▶ **Instructions to follow**
Reproduce the listing below verbatim, line for line.

▶ **Source material**
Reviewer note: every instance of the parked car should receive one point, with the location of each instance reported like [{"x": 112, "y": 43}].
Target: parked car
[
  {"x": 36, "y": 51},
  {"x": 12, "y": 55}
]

▶ **Full solution**
Reviewer note: every instance of the parked car should receive one point, with the location of each instance reported like [{"x": 112, "y": 43}].
Target: parked car
[
  {"x": 36, "y": 51},
  {"x": 12, "y": 55}
]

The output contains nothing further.